*TRECHO FORNECIDO*
FOTO: Alana Maria
A tentativa de organizar a comida que seria servida na festa do sítio Brejinho, em Santa Fé, distrito rural de Crato, criou um feliz tumulto na cozinha da nova casa de Maria Aldenir Araújo, agricultora familiar. Sem se importar com a bagunça feita por formas de bolo indo e vindo e gente falando alto demais enquanto carregam as caixas com centos de salgados, Aldenir manteve o sorriso largo de satisfação. “A festa vai ser bonita e ninguém vai sair de bucho vazio”, declarou. Empilhando as caixinhas de salgado e bolo que seriam servidas, Pedro Araujo, esposo de Aldenir, concorda com a esposa e completa: “Esse dia não poderia ser melhor e eu poderia estar mais satisfeito”.

Enquanto parte do pessoal cortava o bolo e separava os salgados, outra parte cuidava dos preparativos finais para a cerimônia de entrega das chaves que, naquela quarta-feira, 11, simbolizou nova vida para 46 famílias de agricultores rurais daquele distrito. Enfim, aquelas famílias deixariam suas casas de taipa e passar a morar em casas de alvenaria.

Sentada na plateia à espera da cerimônia, Margarida Marques da Hora resumiu o momento como “a vitória de uma grande luta”. “Receber essa casa hoje significa conquista, porque só lutando a gente consegue”, brandou. A conquista veio após cinco anos de muita papelada e captação de recursos por parte do Sindicato dos Trabalhadores e Trabalhadoras Rurais de Crato (STTR), entidade organizadora do projeto, junto à Caixa Econômica, através do Programa Nacional de Habitação Rural, do Governo Federal. Com isso, pela primeira vez em 68 anos de vida, Margarida vai poder morar em uma casa de tijolos e dormir tranquila, sem medo, emoção que a fez chorar de felicidade.

*TAREFAS A CUMPRIR*
(1) De acordo com o trecho, quantas famílias de agricultores receberam as chaves das novas casas na cerimônia?
(2) Transcreva sem alterações a parte do trecho que vai de "Enquanto parte do" até "casas de alvenaria.".

(Itens contidos em um conjunto de dados)
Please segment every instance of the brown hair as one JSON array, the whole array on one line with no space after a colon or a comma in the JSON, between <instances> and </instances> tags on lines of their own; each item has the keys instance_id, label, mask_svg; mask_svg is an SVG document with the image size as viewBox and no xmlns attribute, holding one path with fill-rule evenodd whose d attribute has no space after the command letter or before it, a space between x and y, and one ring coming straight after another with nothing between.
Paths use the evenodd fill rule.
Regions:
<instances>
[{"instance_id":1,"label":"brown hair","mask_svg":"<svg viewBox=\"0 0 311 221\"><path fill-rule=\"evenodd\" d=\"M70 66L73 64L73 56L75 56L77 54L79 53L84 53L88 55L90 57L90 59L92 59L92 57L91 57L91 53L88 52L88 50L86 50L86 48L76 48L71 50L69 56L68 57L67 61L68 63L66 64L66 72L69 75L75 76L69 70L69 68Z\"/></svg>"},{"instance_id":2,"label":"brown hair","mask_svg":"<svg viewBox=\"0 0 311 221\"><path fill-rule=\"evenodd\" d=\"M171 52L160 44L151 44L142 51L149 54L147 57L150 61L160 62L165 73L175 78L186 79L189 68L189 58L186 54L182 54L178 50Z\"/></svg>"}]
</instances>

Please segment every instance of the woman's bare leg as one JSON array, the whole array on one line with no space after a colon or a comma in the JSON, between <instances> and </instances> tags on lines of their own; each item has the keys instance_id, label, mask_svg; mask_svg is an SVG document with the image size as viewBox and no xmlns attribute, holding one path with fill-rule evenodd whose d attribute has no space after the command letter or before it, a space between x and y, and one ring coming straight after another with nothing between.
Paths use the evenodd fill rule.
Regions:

*RESPOSTAS EM ORDEM*
(1) 46 famílias.

(2)
Enquanto parte do pessoal cortava o bolo e separava os salgados, outra parte cuidava dos preparativos finais para a cerimônia de entrega das chaves que, naquela quarta-feira, 11, simbolizou nova vida para 46 famílias de agricultores rurais daquele distrito. Enfim, aquelas famílias deixariam suas casas de taipa e passar a morar em casas de alvenaria.